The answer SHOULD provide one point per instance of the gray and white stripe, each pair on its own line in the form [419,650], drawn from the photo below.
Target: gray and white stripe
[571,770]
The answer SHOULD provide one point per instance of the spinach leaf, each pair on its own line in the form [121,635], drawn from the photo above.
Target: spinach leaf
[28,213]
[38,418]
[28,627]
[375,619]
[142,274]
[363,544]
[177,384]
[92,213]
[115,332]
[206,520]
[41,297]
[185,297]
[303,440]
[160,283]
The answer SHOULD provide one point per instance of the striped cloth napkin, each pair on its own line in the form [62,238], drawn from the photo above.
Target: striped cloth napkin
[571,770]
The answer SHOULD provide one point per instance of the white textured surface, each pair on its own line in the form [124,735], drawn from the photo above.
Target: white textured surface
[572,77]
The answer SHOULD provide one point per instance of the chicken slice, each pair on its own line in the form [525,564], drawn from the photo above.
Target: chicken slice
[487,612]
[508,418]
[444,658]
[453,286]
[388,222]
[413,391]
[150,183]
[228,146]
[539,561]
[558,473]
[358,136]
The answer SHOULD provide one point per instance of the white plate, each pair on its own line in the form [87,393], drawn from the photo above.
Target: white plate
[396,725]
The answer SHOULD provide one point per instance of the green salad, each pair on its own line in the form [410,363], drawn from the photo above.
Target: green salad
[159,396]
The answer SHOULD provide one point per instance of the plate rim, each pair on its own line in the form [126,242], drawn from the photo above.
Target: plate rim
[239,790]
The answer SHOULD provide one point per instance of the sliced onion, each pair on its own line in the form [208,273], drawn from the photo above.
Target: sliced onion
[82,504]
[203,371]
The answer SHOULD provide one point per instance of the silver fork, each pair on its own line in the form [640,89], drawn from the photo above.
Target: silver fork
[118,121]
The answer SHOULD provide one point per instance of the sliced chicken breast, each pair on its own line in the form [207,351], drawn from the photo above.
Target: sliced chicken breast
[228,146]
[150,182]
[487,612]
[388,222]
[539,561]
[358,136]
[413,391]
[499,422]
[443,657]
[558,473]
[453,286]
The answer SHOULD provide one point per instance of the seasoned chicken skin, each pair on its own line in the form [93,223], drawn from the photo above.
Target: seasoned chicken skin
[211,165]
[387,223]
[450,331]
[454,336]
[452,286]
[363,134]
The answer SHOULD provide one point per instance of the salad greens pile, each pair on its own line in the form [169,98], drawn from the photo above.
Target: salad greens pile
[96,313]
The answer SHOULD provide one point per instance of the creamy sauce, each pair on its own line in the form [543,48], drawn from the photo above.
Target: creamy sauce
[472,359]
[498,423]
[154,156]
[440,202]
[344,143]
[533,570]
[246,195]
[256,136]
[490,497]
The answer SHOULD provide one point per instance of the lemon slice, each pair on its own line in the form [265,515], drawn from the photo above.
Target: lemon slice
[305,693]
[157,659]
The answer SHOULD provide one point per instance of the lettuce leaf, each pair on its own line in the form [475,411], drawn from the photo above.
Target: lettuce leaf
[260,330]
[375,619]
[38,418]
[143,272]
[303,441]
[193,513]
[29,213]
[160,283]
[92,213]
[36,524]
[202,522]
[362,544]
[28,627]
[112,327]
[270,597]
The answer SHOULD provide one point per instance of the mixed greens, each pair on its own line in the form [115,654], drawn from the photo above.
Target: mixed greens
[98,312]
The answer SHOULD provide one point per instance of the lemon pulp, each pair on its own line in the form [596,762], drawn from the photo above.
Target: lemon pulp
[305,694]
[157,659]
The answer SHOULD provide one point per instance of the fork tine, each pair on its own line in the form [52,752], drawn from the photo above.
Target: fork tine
* * * * * * * * *
Task objective -
Return what is listed above, exactly and completely.

Exercise solution -
The answer SHOULD provide one point per instance of the gray and white stripe, each pair on its own line in the form [419,650], drawn from the photo below.
Target: gray and white stripe
[571,770]
The answer SHOULD provide one point per instance of the spinach leaf, each pair on its own line in the form [121,635], drawn from the photo above.
Target: spinach leaf
[28,213]
[38,418]
[28,627]
[375,619]
[142,274]
[363,544]
[177,384]
[92,213]
[115,332]
[206,520]
[41,297]
[185,297]
[303,440]
[160,283]
The answer SHOULD provide one point per instance of the striped cloth napkin, each pair on its own line in the form [62,238], drawn from the photo above.
Target: striped cloth napkin
[571,770]
The answer SHOULD provide one point per instance of the white textured surface, each pair on its own line in the form [124,735], drawn from the photo above.
Target: white textured surface
[572,77]
The answer SHOULD provide one point per instance of the chicken slice, each pair on its own line in the form [525,564], drawn from the photo above.
Target: chicken slice
[487,612]
[508,418]
[444,658]
[453,286]
[388,222]
[413,391]
[150,183]
[228,146]
[539,561]
[558,473]
[358,136]
The answer SHOULD provide one point per instance of the white plate, each pair on its own line in the form [87,393], drawn from the photo above.
Target: white plate
[396,725]
The answer SHOULD provide one point per instance of the green salad, each pair on its own line in the form [410,363], drawn from the photo above.
Target: green salad
[159,396]
The answer SHOULD provide one point per instance of the plate rim, each pair on its own line in the form [126,242], drawn from the photo above.
Target: plate rim
[239,790]
The answer SHOULD provide one point per instance of the sliced onion, each pair on its own line in the form [208,273], drawn from the photo above.
Target: sliced onion
[82,504]
[203,371]
The answer SHOULD provide one point per instance of the silver fork, each pair on its own line in the form [640,89], drawn from the photo above.
Target: silver fork
[118,121]
The answer SHOULD provide one point per instance of the sliced chicken breast, each pair on its own line in the form [207,351], drawn from the photo above.
Target: sliced chicken breast
[228,146]
[150,182]
[487,612]
[388,222]
[539,561]
[358,136]
[413,391]
[499,422]
[443,657]
[558,473]
[453,286]
The answer SHOULD provide one point per instance of the seasoned chicken skin, each pair on its own line in the form [93,223], drawn from the photo above.
Target: seasoned chicken skin
[211,165]
[387,223]
[450,331]
[454,336]
[452,286]
[363,134]
The answer SHOULD provide one point per instance of the salad greens pile, each pair on its own line in the form [169,98], drawn from the photo above.
Target: salad greens pile
[96,313]
The answer SHOULD provide one point per instance of the creamy sauce, each pair on its own line in the form [543,48], drawn from the photo above.
Target: creamy sauce
[472,359]
[498,423]
[154,156]
[440,202]
[344,143]
[533,570]
[246,195]
[256,136]
[490,497]
The answer SHOULD provide one point per instance of the lemon slice, each pair on its own line in the form [265,515], drawn from the photo above.
Target: lemon slice
[305,693]
[157,659]
The answer SHOULD provide one point per instance of the lettuce leaf, each pair on its own line in the form [475,411], drawn from the photo above.
Target: lettuce leaf
[260,330]
[375,619]
[38,418]
[143,272]
[303,441]
[193,513]
[29,213]
[160,283]
[92,213]
[36,524]
[202,522]
[362,544]
[28,627]
[112,327]
[270,597]
The answer SHOULD provide one point per instance of the mixed greens, each pair on its own line in the form [115,654], drawn from the photo above.
Target: mixed greens
[98,312]
The answer SHOULD provide one point per instance of the lemon pulp, each pair on its own line in the form [596,762], drawn from the photo above.
Target: lemon pulp
[305,694]
[157,659]
The answer SHOULD provide one point per instance of the fork tine, each pair on its own line in the form [52,752], drawn from the photo above.
Target: fork tine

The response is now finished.